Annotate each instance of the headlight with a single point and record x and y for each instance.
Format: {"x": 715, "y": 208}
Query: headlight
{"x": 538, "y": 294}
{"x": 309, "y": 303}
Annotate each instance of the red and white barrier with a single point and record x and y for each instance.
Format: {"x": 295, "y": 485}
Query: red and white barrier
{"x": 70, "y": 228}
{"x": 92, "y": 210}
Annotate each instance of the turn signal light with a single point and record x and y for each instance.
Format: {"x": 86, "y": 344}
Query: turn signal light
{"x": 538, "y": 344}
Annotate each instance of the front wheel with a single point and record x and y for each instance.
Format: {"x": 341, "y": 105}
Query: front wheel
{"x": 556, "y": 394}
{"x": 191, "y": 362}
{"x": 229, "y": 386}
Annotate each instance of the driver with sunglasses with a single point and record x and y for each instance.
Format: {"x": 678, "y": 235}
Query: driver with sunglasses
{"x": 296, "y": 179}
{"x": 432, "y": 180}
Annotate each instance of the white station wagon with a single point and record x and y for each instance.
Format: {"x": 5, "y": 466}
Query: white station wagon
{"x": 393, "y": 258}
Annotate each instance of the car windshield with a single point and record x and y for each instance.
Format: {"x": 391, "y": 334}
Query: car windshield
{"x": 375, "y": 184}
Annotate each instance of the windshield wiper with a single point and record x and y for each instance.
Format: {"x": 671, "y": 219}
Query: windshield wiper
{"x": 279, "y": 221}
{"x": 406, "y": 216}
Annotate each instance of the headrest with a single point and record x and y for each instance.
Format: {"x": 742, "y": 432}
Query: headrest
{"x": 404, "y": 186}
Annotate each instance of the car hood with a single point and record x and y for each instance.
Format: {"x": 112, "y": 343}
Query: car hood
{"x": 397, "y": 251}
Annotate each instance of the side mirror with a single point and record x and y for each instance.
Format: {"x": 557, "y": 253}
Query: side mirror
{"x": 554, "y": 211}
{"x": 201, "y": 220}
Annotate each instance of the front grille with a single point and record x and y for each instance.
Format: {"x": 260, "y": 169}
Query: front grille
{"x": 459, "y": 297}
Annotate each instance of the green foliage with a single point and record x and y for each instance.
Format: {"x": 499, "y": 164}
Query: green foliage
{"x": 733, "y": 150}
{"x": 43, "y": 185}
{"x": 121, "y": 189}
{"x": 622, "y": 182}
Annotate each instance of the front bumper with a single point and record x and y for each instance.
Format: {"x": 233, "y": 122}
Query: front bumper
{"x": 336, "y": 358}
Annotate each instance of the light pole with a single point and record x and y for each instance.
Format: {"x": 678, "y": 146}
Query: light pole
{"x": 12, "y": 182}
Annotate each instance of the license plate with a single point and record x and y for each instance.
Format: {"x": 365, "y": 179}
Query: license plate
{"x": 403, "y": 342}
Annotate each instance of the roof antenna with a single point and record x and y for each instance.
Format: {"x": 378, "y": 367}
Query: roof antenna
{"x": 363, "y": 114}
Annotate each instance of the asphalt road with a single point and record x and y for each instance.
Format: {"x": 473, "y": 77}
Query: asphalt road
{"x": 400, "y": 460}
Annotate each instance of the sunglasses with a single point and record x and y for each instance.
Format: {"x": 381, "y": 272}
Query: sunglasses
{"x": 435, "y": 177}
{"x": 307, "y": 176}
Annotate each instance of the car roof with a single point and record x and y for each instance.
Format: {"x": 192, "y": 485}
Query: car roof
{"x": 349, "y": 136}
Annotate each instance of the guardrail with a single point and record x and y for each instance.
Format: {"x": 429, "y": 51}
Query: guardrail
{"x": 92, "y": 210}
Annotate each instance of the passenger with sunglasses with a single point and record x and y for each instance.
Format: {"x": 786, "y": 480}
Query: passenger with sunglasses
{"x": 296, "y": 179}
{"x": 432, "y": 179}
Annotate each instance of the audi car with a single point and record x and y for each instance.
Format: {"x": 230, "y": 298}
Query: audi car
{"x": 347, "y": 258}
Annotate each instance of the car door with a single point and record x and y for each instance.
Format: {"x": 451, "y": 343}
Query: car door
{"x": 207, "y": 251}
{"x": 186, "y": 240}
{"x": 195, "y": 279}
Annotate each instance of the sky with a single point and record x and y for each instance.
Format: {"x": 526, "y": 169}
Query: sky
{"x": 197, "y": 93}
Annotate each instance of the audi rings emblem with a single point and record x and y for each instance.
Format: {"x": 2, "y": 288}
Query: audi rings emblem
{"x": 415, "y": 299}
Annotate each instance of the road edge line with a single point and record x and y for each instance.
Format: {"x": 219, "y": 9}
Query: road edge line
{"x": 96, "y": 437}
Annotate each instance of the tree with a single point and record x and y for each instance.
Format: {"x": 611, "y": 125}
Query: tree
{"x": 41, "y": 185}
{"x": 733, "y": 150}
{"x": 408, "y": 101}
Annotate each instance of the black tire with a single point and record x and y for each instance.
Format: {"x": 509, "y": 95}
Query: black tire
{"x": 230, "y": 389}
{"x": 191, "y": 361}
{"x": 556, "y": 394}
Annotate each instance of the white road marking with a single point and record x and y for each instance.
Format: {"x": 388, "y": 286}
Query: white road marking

* * * * * * * * *

> _REQUIREMENT_:
Return every record, word for word.

> _COMPLETE ANSWER_:
Annotate each instance of the headlight with a single point and record x and y for each instance.
Format: {"x": 715, "y": 208}
Query: headlight
{"x": 538, "y": 294}
{"x": 309, "y": 303}
Annotate each instance of the red and white barrier with a single point and record x and y for each instance.
Format: {"x": 295, "y": 485}
Query: red and white barrier
{"x": 70, "y": 228}
{"x": 92, "y": 210}
Annotate each instance of the turn signal light with a single point and record x and y for each instance.
Format: {"x": 86, "y": 344}
Query: turn signal light
{"x": 538, "y": 344}
Annotate each instance of the front wheel with a single point and record x and y for each instance.
Format: {"x": 341, "y": 105}
Query: front wheel
{"x": 556, "y": 394}
{"x": 191, "y": 362}
{"x": 229, "y": 386}
Annotate each instance of the driver with sunglasses with a single point and record x and y for each instance.
Format: {"x": 678, "y": 235}
Query: driver with sunglasses
{"x": 296, "y": 179}
{"x": 432, "y": 180}
Annotate each instance of the white station wagon with a single point and record x and y for each instance.
Format: {"x": 5, "y": 466}
Query: white station wagon
{"x": 393, "y": 258}
Annotate each instance of the car windshield with a single point and record x and y for each instance.
Format: {"x": 391, "y": 334}
Query: car windshield
{"x": 375, "y": 184}
Annotate each instance of the windshield wiper with a single point and record x and y for each instance.
Format: {"x": 671, "y": 219}
Query: windshield wiper
{"x": 279, "y": 221}
{"x": 406, "y": 216}
Annotate each instance of the headrest with a single point and record x and y for each instance.
Format: {"x": 742, "y": 432}
Query: headrest
{"x": 404, "y": 186}
Annotate each instance of the car hood with a single point and record x and y for each instance.
Format: {"x": 112, "y": 343}
Query: car hood
{"x": 397, "y": 251}
Annotate each instance of the side mirror with a single point and record x and y for each instance.
Format: {"x": 557, "y": 253}
Query: side mirror
{"x": 554, "y": 211}
{"x": 201, "y": 220}
Annotate each instance of the front grille with a single point and record x and y for each instance.
Format: {"x": 260, "y": 169}
Query: front grille
{"x": 459, "y": 297}
Annotate each instance of the green foliage with a single point and record x and y for each instance.
Format: {"x": 499, "y": 164}
Query: green foliage
{"x": 733, "y": 150}
{"x": 43, "y": 185}
{"x": 121, "y": 189}
{"x": 622, "y": 182}
Annotate each instance of the front bumper with a single point and record x and y for each instance.
Format: {"x": 233, "y": 122}
Query: front bumper
{"x": 336, "y": 358}
Annotate each instance of the light pole with a single point and record x and y for each instance.
Format: {"x": 678, "y": 146}
Query: light pole
{"x": 12, "y": 182}
Annotate each instance of the license plate with a single point and record x and y for each instance.
Format: {"x": 365, "y": 179}
Query: license plate
{"x": 403, "y": 342}
Annotate each instance of the roof antenna with a single point and record x and y for each instance.
Format: {"x": 378, "y": 367}
Query: roof antenna
{"x": 363, "y": 114}
Annotate each instance of the asphalt road with a single point and record x and y for each instance.
Format: {"x": 473, "y": 77}
Query: asphalt road
{"x": 400, "y": 460}
Annotate each instance of the sunglasses with a single point and record x and y for each instance.
Format: {"x": 381, "y": 272}
Query: sunglasses
{"x": 435, "y": 177}
{"x": 307, "y": 176}
Annotate each instance of the car roof with a single point and record x and y for each instance.
Format: {"x": 192, "y": 485}
Query: car roof
{"x": 349, "y": 136}
Annotate each instance of the guardrail with a single point and record x and y for each instance.
Format: {"x": 429, "y": 51}
Query: guardrail
{"x": 92, "y": 210}
Annotate each instance of the passenger with sunglasses with a single point and record x and y for each instance.
Format: {"x": 786, "y": 480}
Query: passenger with sunglasses
{"x": 296, "y": 179}
{"x": 432, "y": 179}
Annotate each instance of the audi car with a single point and record x and y for each instance.
Format: {"x": 230, "y": 298}
Query: audi car
{"x": 347, "y": 258}
Annotate each instance of the car door with a single point and record x and y for each instance.
Format: {"x": 451, "y": 343}
Query: car door
{"x": 207, "y": 251}
{"x": 186, "y": 240}
{"x": 195, "y": 279}
Annotate each instance of the sky with a single point and record x and y for each instance.
Format: {"x": 526, "y": 169}
Query: sky
{"x": 197, "y": 93}
Annotate each instance of the audi rings emblem with a single point and record x and y for each instance.
Format: {"x": 2, "y": 288}
Query: audi rings emblem
{"x": 415, "y": 299}
Annotate each instance of the road edge line with a single point and record x and y for each instance.
Format: {"x": 219, "y": 9}
Query: road edge line
{"x": 96, "y": 437}
Annotate each instance of the tree with a single point and record x and y for each instance.
Format: {"x": 611, "y": 125}
Query: tree
{"x": 41, "y": 185}
{"x": 733, "y": 150}
{"x": 408, "y": 101}
Annotate each instance of the black tire with a single point and record x and y for each instance.
Format: {"x": 509, "y": 95}
Query: black tire
{"x": 230, "y": 389}
{"x": 191, "y": 361}
{"x": 556, "y": 394}
Annotate each instance of the white road marking with a single point and record x and y for each instance.
Format: {"x": 388, "y": 286}
Query: white road marking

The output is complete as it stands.